- [WHAT IS NEEDED]: Every entry needs to be reproduced exactly.

-.-.-

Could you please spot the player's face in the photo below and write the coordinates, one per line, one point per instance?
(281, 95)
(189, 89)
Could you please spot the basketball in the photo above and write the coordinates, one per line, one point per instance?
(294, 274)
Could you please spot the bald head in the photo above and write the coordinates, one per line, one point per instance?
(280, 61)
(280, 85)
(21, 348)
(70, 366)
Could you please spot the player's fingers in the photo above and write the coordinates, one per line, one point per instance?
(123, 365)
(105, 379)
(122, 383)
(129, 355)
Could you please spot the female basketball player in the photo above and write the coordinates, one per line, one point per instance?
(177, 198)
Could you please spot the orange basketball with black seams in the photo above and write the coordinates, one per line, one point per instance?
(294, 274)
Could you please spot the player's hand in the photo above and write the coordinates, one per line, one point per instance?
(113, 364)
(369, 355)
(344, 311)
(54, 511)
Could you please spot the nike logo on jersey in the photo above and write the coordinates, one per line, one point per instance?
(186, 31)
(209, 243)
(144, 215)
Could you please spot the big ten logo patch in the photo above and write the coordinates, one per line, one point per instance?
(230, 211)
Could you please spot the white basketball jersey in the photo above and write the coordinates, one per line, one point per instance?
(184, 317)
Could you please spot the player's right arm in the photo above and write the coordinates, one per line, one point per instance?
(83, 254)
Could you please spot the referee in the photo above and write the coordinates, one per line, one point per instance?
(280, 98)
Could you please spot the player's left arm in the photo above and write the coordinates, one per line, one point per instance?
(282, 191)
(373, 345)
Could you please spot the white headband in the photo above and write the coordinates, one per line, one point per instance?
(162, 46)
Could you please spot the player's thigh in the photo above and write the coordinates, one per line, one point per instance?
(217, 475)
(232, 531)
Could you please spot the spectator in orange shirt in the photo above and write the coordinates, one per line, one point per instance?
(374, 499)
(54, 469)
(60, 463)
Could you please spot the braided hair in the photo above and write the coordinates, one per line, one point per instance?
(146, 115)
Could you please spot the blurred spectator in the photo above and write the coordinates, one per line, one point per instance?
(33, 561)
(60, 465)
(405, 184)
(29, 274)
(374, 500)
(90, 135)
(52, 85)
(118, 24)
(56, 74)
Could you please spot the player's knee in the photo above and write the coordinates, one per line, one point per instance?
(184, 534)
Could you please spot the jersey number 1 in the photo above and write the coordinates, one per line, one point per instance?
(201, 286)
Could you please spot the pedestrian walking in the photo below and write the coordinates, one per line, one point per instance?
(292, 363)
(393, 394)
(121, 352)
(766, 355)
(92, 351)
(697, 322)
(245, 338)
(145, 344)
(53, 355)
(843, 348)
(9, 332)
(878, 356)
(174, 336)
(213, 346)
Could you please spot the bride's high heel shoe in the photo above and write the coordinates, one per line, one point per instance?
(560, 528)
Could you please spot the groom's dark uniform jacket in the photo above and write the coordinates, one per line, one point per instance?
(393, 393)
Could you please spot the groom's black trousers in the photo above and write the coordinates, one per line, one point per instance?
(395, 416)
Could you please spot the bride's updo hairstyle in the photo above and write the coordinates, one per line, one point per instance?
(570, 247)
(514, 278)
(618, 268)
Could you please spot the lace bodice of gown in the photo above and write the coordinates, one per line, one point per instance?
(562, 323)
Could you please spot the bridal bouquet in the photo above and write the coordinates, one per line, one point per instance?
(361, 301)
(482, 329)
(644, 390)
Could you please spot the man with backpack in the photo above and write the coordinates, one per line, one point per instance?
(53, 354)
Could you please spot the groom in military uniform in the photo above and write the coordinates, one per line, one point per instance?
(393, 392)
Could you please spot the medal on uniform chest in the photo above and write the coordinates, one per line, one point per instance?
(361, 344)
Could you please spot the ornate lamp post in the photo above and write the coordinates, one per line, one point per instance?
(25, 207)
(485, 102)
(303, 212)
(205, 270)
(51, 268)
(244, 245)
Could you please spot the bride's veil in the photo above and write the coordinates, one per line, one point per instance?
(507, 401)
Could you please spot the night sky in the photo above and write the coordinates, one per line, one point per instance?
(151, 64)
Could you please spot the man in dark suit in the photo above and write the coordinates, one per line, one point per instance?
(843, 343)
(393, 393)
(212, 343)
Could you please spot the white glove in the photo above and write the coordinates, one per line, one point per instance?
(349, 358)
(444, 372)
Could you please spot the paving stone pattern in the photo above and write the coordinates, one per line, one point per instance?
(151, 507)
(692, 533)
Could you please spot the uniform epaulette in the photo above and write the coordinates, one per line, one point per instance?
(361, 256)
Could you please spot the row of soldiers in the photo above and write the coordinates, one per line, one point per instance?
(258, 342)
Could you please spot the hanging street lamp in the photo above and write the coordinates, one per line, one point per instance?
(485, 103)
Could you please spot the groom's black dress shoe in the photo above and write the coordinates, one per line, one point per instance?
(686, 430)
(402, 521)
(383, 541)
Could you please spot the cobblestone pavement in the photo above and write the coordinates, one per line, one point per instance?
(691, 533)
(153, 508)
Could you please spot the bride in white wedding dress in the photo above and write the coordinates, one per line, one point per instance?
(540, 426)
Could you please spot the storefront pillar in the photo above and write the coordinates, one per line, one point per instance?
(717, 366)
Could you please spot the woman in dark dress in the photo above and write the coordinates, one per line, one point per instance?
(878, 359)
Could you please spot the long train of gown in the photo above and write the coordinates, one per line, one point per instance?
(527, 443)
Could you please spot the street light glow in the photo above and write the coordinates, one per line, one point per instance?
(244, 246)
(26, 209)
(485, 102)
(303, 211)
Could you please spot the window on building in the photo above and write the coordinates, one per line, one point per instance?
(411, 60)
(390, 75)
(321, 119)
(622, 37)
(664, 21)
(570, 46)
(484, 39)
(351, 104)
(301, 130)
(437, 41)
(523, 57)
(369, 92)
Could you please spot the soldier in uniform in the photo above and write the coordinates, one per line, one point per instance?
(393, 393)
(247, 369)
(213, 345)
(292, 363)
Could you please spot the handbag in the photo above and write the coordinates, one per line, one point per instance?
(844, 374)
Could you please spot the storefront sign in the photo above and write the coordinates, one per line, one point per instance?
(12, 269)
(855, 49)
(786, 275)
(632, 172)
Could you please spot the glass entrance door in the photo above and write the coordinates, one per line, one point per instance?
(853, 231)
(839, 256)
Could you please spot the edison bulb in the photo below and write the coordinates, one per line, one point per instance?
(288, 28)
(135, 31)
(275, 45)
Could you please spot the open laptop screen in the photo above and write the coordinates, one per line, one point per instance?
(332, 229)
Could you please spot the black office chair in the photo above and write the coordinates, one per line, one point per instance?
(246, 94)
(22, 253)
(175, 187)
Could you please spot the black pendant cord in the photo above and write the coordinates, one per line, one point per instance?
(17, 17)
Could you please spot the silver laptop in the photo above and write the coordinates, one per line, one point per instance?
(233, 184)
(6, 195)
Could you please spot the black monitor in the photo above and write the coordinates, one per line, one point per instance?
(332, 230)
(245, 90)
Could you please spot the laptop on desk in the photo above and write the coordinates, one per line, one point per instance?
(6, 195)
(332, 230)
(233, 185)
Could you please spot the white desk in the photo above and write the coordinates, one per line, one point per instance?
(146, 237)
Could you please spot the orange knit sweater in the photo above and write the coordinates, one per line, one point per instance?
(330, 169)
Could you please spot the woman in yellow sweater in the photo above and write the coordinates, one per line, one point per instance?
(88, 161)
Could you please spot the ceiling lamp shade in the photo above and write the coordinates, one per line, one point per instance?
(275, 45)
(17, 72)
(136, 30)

-.-.-

- [ANSWER]:
Could you please spot the player's face in the photo below and write the coordinates, one per line, one point per instance?
(281, 95)
(189, 89)
Could you please spot the basketball in the photo above and write the coordinates, one per line, one point per instance?
(294, 274)
Could you please spot the bald head in the photo above and write the coordinates, one per line, one point per instance?
(280, 61)
(280, 85)
(21, 348)
(70, 366)
Could you please spot the player's fingers in the photo above and write the coordinates, one per line, one point per instance?
(123, 365)
(105, 379)
(122, 383)
(129, 355)
Could you please spot the female basketball player in the photo above and write the coordinates, one per line, one point per instance?
(177, 198)
Could you please spot the orange basketball with black seams in the photo above and write the coordinates, one per line, one point per instance?
(294, 274)
Could you please spot the player's hand in the photo above and write the coordinates, one per line, one point per instance?
(113, 364)
(369, 355)
(344, 311)
(54, 511)
Could you please spot the nike logo on jersey in the photo above and write the coordinates, one per line, one point per instance?
(186, 31)
(209, 243)
(144, 215)
Could you please spot the big ten logo patch in the photo above and write the coordinates, one per line, one point per instance?
(230, 211)
Could you please spot the white basketball jersey in the photo above and write the coordinates, one per line, one point per instance?
(184, 317)
Could you please spot the player's right arm in the photo above and write the coordinates, one per line, one point per instance?
(83, 254)
Could you please spot the referee in the photo above and write the coordinates, one per line, one point per instance?
(280, 98)
Could you please spot the player's left arm in the photo above and write the coordinates, one per line, one point per instance?
(282, 191)
(373, 345)
Could you please spot the white headband in the photo above and write the coordinates, one per line, one point per instance?
(162, 46)
Could you please spot the player's thigh in the photo above and write the coordinates, one per line, one point per instance?
(217, 475)
(232, 531)
Could you please spot the spectator in orange shirt in the photo above and write the coordinates, one per line, one point per instance?
(374, 499)
(54, 469)
(60, 463)
Could you please spot the braided hair in the photo above and write the coordinates, one per line, one point per instance?
(146, 115)
Could you please spot the blurred spectator in the photo above and write the coordinates, one per line, one point per instance?
(33, 561)
(60, 465)
(405, 184)
(29, 274)
(374, 500)
(90, 135)
(52, 85)
(118, 24)
(56, 74)
Could you please spot the player's knee in the photo above and write the coordinates, one per line, one point per instance?
(184, 534)
Could you please spot the jersey number 1 in the photo above and write the coordinates, one per line, one point per instance?
(201, 286)
Could you please spot the pedestrian walking in the photo below and write the coordinates, one per line, one point per instance?
(292, 363)
(393, 394)
(121, 352)
(766, 355)
(92, 351)
(697, 322)
(245, 338)
(145, 344)
(53, 355)
(843, 348)
(9, 332)
(878, 356)
(174, 336)
(213, 346)
Could you please spot the bride's high heel shoe in the photo above and write the coordinates, one per line, one point per instance?
(560, 528)
Could you please spot the groom's dark uniform jacket in the photo above and write the coordinates, one per line, one point per instance?
(393, 393)
Could you please spot the groom's black trousers in the photo above and write the coordinates, one per line, one point per instance?
(395, 416)
Could you please spot the bride's updo hairstyle in the photo above and write the coordinates, one per line, one point per instance?
(570, 247)
(514, 278)
(618, 268)
Could you please spot the lace bodice of gown in the photo above and write the coordinates, one per line, one point per instance?
(562, 323)
Could you please spot the bridal bouquet in the photo above and write the coordinates, one per line, one point per instance?
(361, 301)
(482, 329)
(644, 390)
Could you please spot the man with backpack in the photo above and write the coordinates, one per line, one point per instance?
(53, 354)
Could you please spot the groom in military uniform in the photo above and write the coordinates, one per line, one point per instance?
(393, 392)
Could you please spot the medal on uniform chest in the photo above and write the coordinates, one per line, one point per instance?
(361, 344)
Could you please spot the ornate lamp post in the photo above and write the coordinates, one per line, one point per instance?
(25, 207)
(485, 102)
(303, 212)
(205, 270)
(51, 268)
(244, 245)
Could you please spot the bride's veil in the photo above and write the coordinates, one per line, one point per instance?
(507, 401)
Could you please spot the night sky in the photo above and write the coordinates, one per line, one point per instance?
(151, 64)
Could you please spot the man in dark suit in the photo above and write the coordinates, one per line, one point per instance?
(843, 343)
(393, 393)
(212, 343)
Could you please spot the white glove in the photo above and write the coordinates, one per line, one point per instance?
(349, 358)
(444, 372)
Could you please spot the paving stone pattern in the photo above and write the coordinates, one per line, one point per instance?
(151, 507)
(692, 533)
Could you please spot the uniform epaulette in the photo above and write the coordinates, one per line, one point per instance?
(361, 256)
Could you please spot the row of soldiers in the photo above and write the coordinates, one per line, one point per instance?
(258, 342)
Could you please spot the hanging street lamp in the photo above and write the coordinates, one per line, one point per instance?
(485, 103)
Could you please spot the groom's black dress shoe in the photo above and write the coordinates, one per line, one point per instance?
(686, 430)
(402, 521)
(383, 541)
Could you please spot the cobblestone pavement in the photo above and write the coordinates, one per line, one point per instance?
(691, 533)
(153, 508)
Could you please spot the bride in white wedding dress in the photo above and write the coordinates, one per line, one point per instance?
(540, 426)
Could you please spot the storefront pillar in the photo above and write the coordinates, one per line, one point per instance?
(717, 366)
Could you please spot the woman in dark dress in the photo above and write the coordinates, one per line, one point per instance?
(878, 359)
Could you please spot the long train of gown in the photo above and write the coordinates, one per line, one point per instance?
(527, 443)
Could you please spot the street light glow in the photo above and write the coordinates, one per line, one point per instance?
(244, 246)
(26, 209)
(485, 102)
(303, 211)
Could you please spot the window on building in the photo above and write the coordinates, one per line, one point per instance?
(411, 60)
(390, 75)
(321, 119)
(622, 37)
(664, 21)
(570, 46)
(484, 39)
(351, 104)
(301, 130)
(437, 41)
(523, 57)
(369, 92)
Could you please spot the soldier in uniform in the photo above and write the coordinates, one per line, one point per instance?
(393, 393)
(247, 369)
(213, 345)
(292, 363)
Could you please spot the handbag in the photo above and write the coordinates, one per line, one point per instance?
(844, 374)
Could you please spot the storefront sign in the photo above and write the coordinates, one per line, one point per instance?
(12, 269)
(855, 49)
(786, 275)
(632, 172)
Could you please spot the glass entrance door in the photo above and write the coordinates, one per line, one point per instance?
(853, 231)
(839, 256)
Could you please spot the edison bulb in the photo below and write the coordinates, one per line, one point per instance?
(288, 28)
(135, 31)
(275, 45)
Could you please spot the open laptop screen in the photo above and write the coordinates, one per line, one point per instance?
(332, 229)
Could you please spot the black office chair in the photo above and write the coordinates, one per line, one point per instance?
(246, 94)
(22, 253)
(175, 187)
Could you please spot the black pendant cord in the photo above and write the coordinates, one per line, one point per instance?
(17, 17)
Could you please spot the silver laptop in the photo above and write the coordinates, one per line, one point per instance?
(233, 184)
(6, 195)
Could you please spot the black monitor in the photo above and write the coordinates, one per line, one point per instance?
(332, 230)
(245, 90)
Could you please spot the laptop on desk in the photo above and write the coordinates, one per line, one point per instance?
(6, 195)
(332, 230)
(233, 185)
Could you please spot the white desk in the photo above and write the coordinates, one per line, one point per instance?
(146, 237)
Could you please spot the orange knit sweater in the photo above and write the coordinates, one per line, one point per instance?
(330, 169)
Could you please spot the woman in yellow sweater in the photo above and write the coordinates, one per line, one point per instance?
(88, 161)
Could you please spot the ceiling lamp shade in the photo above and write the coordinates, one per line, one point per instance?
(275, 45)
(17, 72)
(136, 30)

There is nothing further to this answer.